## Exercise brief
Every line below must be reproduced exactly. Copy them all.

## Listing
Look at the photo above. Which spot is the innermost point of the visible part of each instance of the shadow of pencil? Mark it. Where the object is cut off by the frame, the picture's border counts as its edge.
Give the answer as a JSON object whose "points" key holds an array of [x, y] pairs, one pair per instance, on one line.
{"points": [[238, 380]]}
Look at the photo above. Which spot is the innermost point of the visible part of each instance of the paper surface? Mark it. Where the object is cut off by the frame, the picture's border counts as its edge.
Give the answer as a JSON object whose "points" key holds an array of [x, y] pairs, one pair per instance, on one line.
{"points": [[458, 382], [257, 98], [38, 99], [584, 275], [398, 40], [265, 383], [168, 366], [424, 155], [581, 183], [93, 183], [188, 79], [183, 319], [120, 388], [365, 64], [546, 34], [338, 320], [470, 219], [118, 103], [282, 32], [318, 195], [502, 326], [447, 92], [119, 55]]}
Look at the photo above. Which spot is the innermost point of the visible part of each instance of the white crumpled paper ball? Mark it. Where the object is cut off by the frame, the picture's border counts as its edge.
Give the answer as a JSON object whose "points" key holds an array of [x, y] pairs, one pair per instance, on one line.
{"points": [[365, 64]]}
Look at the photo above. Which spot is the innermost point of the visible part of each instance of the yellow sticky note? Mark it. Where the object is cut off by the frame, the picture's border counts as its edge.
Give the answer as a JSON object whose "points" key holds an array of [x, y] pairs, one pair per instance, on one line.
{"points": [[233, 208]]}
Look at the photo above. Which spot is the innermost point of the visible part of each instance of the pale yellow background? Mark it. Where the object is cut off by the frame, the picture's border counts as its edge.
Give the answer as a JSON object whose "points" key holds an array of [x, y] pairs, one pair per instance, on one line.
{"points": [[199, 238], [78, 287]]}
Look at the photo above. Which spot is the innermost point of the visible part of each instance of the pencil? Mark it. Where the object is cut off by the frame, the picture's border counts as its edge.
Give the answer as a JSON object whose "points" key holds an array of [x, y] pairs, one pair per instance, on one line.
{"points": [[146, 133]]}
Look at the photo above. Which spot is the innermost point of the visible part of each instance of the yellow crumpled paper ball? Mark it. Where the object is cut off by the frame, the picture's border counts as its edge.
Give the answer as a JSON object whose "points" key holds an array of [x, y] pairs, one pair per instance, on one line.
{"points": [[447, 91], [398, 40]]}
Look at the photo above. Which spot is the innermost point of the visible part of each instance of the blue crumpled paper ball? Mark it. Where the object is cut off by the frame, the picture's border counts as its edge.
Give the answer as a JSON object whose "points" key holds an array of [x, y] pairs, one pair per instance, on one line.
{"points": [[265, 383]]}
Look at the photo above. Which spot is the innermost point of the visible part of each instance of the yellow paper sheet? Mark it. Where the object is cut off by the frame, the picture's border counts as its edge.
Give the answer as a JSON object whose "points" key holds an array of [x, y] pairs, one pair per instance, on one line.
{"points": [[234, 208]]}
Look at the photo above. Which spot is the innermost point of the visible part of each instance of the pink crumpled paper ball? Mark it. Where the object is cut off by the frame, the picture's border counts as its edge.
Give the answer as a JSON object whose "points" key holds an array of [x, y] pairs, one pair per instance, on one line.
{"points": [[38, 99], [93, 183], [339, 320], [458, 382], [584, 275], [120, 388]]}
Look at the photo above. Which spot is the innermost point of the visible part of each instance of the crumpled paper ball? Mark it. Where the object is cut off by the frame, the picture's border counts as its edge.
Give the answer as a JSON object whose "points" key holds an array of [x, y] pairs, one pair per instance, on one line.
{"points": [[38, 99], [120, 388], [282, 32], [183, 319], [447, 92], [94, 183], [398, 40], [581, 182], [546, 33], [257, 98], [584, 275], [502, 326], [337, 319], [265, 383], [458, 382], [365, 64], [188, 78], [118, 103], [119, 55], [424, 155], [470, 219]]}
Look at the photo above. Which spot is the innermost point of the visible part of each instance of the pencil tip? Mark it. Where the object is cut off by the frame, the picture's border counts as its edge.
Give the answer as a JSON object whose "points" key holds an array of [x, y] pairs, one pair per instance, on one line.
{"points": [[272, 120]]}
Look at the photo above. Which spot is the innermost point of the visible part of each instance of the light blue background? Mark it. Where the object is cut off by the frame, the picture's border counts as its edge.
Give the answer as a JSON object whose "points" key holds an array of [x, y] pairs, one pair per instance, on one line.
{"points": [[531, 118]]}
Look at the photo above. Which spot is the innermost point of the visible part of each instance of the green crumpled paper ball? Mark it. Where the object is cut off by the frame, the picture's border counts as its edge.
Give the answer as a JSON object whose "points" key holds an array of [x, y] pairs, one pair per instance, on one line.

## Solution to the exercise
Look at the photo above. Which spot is the innermost point of the visible part of each instance of the shadow of pencil? Mark it. Where the object is cut off by the frame, the picture's border counts as its edge.
Give the answer as a JSON object whose "points" key holds an array of [x, y] pairs, one pair per instance, on one line.
{"points": [[238, 380]]}
Look at the photo above. Which spot is the innermost point of the visible part of each instance of the paper surface? Mark it. Where the object is cut off by the frame, the picture's border counts as its edge.
Give the answer as a JSON object whose "points" key holds an array of [x, y] pairs, one pair per instance, on one line.
{"points": [[458, 382], [257, 98], [38, 99], [584, 275], [398, 40], [265, 383], [168, 366], [424, 155], [581, 183], [93, 183], [188, 79], [183, 319], [120, 388], [365, 64], [546, 34], [338, 320], [470, 219], [118, 103], [282, 32], [318, 195], [502, 326], [447, 92], [119, 55]]}
Look at the photo above. Which spot is the innermost point of the visible part of each instance of the white crumpled paper ball? Mark it. Where the object is cut off by the frame, the picture's border counts as its edge.
Give the answer as a JSON object whose "points" key holds an array of [x, y] pairs, one pair per instance, on one line.
{"points": [[365, 64]]}
Look at the photo above. Which spot is the innermost point of the visible part of each instance of the yellow sticky note? Mark it. Where the object is cut off by the frame, the picture's border counts as its edge.
Give the answer as a JSON object whose "points" key holds an array of [x, y] pairs, one pair per instance, on one line.
{"points": [[233, 208]]}
Look at the photo above. Which spot is the innermost point of the visible part of each instance of the pale yellow background? Mark it. Where the object is cut off by the frame, the picture's border counts as its edge.
Give the answer as a JSON object whose "points" key holds an array of [x, y] pairs, one pair per instance, on one line.
{"points": [[199, 238], [78, 287]]}
Look at the photo above. Which spot is the innermost point of the visible part of each instance of the pencil? Mark it. Where the object is cut off by the frame, the picture's border counts as its edge.
Give the answer as a JSON object whose "points" key holds an array of [x, y] pairs, one pair per instance, on one line.
{"points": [[146, 133]]}
Look at the photo above. Which spot is the innermost point of the visible part of each instance of the yellow crumpled paper ball? Mark it. Where the object is cut off by the frame, the picture's border counts as its edge.
Give the answer as a JSON object whose "points" key holds an array of [x, y] pairs, one pair per instance, on one line.
{"points": [[447, 91], [398, 40]]}
Look at the photo above. Which spot is the innermost point of the visible part of each instance of the blue crumpled paper ball? Mark it. Where the object is cut off by the frame, the picture's border counts as its edge.
Give the answer as a JSON object whose "points" key holds an array of [x, y] pairs, one pair per instance, on one line.
{"points": [[265, 383]]}
Look at the photo above. Which spot is the innermost point of the visible part of each instance of the yellow paper sheet? Mark it. Where the object is cut off by the frame, the picture's border counts as its edge.
Give the answer as a JSON object whose "points" key holds an array of [x, y] pairs, one pair per instance, on one line.
{"points": [[234, 208]]}
Look at the photo above. Which spot is the innermost point of the visible part of each instance of the pink crumpled paper ball? Mark it. Where the object is cut off by the frame, the picture's border counts as its edge.
Give the answer as a JSON object whose "points" key holds an array of [x, y] pairs, one pair per instance, on one line.
{"points": [[38, 99], [93, 183], [339, 320], [458, 382], [584, 275], [120, 388]]}
Look at the photo above. Which spot is the innermost point of the visible part of each instance of the crumpled paper ball? Mark it. Where the object is cut off by the frame, the picture's border counts as its edge.
Give the answer as a JSON object whose "points" key holds an array of [x, y] pairs, one pair per instance, on one line.
{"points": [[38, 99], [120, 388], [282, 32], [183, 319], [447, 92], [94, 183], [398, 40], [581, 182], [546, 33], [257, 98], [584, 275], [502, 326], [337, 319], [265, 383], [458, 382], [365, 64], [188, 78], [118, 103], [119, 55], [424, 155], [470, 219]]}
Look at the photo above. Which spot is the innermost point of the visible part of each instance of the pencil tip? Mark it. Where the object is cut off by the frame, the picture's border counts as its edge.
Give the answer as a JSON object whose "points" key holds an array of [x, y] pairs, one pair per instance, on one line.
{"points": [[272, 120]]}
Look at the photo above. Which spot is the innermost point of the visible part of each instance of the light blue background? Mark it. Where the object is cut off by the frame, the picture's border counts as its edge.
Give the answer as a JSON object whose "points" key holds an array of [x, y] pairs, one pair per instance, on one line.
{"points": [[531, 118]]}
Look at the photo above. Which spot is the innermost point of the visible part of each instance of the green crumpled paper ball? Mark it. Where the object is cut off by the frame, the picture's border counts as its edge.
Give the answer as a JSON object whose "points" key holds an array of [x, y] pairs, one pair per instance, on one line.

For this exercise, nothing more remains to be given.